Speaking from my own experiences trying to establish and maintain amazon themed biotopes I've steered away from keeping any live plants. Just going with the right pieces of driftwood or branches, leaf matter(almond leaves?),sand substrate ,and rock work will speak volumes of your setup if done correctly. Not much lighting is needed either but if necessary apply something on a smaller scale. This also depends on the species u plan on keeping as well. Species like tetras,corys, apistogrammas,discus etc thrive in these conditions . With water being so soft here in the lower mainland this is ideal for a biotope u wanna do. I still add minerals to my water keeping my stock happy for growth,breeding etc. Any questions fire away , I currently run an amazon themed setup now and have a few journals on the forum here if u wanna gather some ideas. There's a few other members doing similar setups as well have a look around and good luck with it. Keep us posted on the progress


----------



## NPKstyle (May 20, 2011)

Wow thanks for all the responses people. With help from here I've accumulated most of the hardscape that I've envisioned.. going to get lava rock next (and throw them in some nylon socks to build some height).

I've got almond leaves, a couple pieces of driftwood, ADA arizona sand, some normal gravel substrate, ADA amazonia, and some larger natural looking round stones (hagen brand). I set up half the tank (the part that won't be elevated) today and I'm real excited at how this is going to look.

I just checked back at this thread after looking at the Tropica website and am surprised to see a ton of Tropica suggestions! I'm thinking of going with these 2 for sure:
Echinodorus 'Bleherae' - Tropica Aquarium Plants
Echinodorus 'Barthii' - Tropica Aquarium Plants (i realize this is a lab cultivated species but it looks sweet)

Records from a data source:
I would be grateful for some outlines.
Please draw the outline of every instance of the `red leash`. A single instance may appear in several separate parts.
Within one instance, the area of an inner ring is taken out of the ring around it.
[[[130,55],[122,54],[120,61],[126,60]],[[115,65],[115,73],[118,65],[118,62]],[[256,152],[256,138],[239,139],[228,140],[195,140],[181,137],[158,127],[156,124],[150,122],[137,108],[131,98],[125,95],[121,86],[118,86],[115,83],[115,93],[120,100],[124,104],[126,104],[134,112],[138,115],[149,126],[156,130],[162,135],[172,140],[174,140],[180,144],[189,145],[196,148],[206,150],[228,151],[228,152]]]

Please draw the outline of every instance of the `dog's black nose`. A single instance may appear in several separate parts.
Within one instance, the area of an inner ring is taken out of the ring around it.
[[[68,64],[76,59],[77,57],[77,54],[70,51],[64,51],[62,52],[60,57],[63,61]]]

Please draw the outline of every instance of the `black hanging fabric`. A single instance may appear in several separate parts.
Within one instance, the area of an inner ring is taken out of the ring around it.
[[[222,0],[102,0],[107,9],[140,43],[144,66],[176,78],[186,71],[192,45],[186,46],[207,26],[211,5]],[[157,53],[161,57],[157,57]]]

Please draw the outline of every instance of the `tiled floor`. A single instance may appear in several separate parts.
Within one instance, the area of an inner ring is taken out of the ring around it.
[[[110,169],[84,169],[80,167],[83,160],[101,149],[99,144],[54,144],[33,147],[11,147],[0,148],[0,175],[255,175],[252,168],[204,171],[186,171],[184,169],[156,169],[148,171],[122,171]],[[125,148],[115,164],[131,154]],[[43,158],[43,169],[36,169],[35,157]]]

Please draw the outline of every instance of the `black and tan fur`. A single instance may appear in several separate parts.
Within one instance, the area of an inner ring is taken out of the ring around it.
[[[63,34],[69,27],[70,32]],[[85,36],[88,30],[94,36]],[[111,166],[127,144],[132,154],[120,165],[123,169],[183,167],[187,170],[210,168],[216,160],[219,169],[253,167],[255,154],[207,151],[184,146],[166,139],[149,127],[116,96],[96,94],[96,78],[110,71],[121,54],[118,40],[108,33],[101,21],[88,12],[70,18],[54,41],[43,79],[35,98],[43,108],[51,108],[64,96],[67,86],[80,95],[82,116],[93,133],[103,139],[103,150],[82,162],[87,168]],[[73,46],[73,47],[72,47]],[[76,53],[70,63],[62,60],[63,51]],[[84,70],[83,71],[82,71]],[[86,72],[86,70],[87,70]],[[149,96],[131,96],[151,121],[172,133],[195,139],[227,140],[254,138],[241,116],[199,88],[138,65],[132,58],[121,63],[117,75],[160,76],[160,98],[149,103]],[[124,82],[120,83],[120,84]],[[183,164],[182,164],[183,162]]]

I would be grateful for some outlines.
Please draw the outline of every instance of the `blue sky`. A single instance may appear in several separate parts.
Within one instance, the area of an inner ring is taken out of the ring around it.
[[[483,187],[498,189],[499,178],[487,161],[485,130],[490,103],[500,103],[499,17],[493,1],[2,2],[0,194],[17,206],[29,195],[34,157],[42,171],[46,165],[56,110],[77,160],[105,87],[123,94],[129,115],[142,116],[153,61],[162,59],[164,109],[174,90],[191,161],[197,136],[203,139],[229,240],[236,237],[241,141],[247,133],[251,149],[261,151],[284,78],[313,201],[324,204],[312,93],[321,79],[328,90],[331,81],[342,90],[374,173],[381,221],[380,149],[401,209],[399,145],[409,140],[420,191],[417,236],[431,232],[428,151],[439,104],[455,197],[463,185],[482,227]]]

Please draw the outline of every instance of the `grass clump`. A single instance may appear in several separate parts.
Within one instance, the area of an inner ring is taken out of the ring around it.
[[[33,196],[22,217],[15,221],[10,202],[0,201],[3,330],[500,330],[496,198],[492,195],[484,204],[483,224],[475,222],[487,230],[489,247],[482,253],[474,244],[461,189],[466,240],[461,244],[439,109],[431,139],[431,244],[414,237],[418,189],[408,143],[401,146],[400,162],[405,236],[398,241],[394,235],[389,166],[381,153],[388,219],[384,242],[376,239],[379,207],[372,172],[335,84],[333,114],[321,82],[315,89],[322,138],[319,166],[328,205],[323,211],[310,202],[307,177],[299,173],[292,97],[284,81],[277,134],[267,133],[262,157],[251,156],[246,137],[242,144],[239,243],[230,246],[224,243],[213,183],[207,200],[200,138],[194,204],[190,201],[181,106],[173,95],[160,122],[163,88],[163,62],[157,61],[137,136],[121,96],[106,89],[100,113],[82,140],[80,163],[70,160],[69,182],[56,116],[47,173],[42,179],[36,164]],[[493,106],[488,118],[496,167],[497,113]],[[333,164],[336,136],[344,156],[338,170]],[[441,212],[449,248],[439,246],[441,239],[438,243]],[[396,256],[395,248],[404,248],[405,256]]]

### Goals
• A. In the aquarium forum thread, what does NPKstyle plan to put the lava rock into in order to build height?
• B. Write a continuation of the Amazon biotope forum thread, starting after its last line.
The records stand apart from the aquarium forum thread and are a separate body of material.

### Exercise results
• A. Nylon socks.

• B.
As suggested, I'm going to go light on the plants and focus more on the leaf litter/driftwood/sand look.

I will post some pictures probably before I put plants in. I'm assuming the plants I order will take a while to arrive. I think I'll order via April's. In a couple weeks it's livestock time!


----------



## aprilsaquarium (Aug 22, 2016)

Keep updating. I can order when ready. Corys are arriving also. 


Sent from my iPhone using Tapatalk


----------



## NPKstyle (May 20, 2011)

Here is the hardscape. I'm pretty satisfied so far. I ordered plants with April today so once those come in I'll be filling it up and doing some massive water changes initially to get rid of the inevitable cloud of dust that will arise from the ADA amazonia. CC welcome


----------



## Luke78 (Apr 24, 2010)

Looks great! Should fill in a bit once u add your plants. Just a thought, a few larger pieces of stone or rock near the front/back end to cover up any equipment. Liking the litter of the leaves everywhere. What stock u planning on keeping?


----------



## NPKstyle (May 20, 2011)

Hey Luke78, I'm hoping the plants will cover most of the equipment eventually when they grow out. I'm also looking for a nice black background so the equipment blends in a bit more too. 

As for stocking the tank, I'm thinking cardinals and likely sterbai corys. If it doesn't seem too crowded with a decent school of those two species, I may add a pair of german blue rams or apistrogrammas.


----------



## Luke78 (Apr 24, 2010)

Great stocking choices NPKstyle. Are you lookzing for a fancy moulded/crafted background ? Or something simple? Personally I just went with black sheet(plastic) background (not painted). Nah you shouldn't be crowded so a few schools would look great. Obviously maintaince is important to keep things stable. For apistogrammas, remember to have more females to male ratio.



NPKstyle said:


> Hey Luke78, I'm hoping the plants will cover most of the equipment eventually when they grow out. I'm also looking for a nice black background so the equipment blends in a bit more too.
> 
> As for stocking the tank, I'm thinking cardinals and likely sterbai corys. If it doesn't seem too crowded with a decent school of those two species, I may add a pair of german blue rams or apistrogrammas.


----------



## NPKstyle (May 20, 2011)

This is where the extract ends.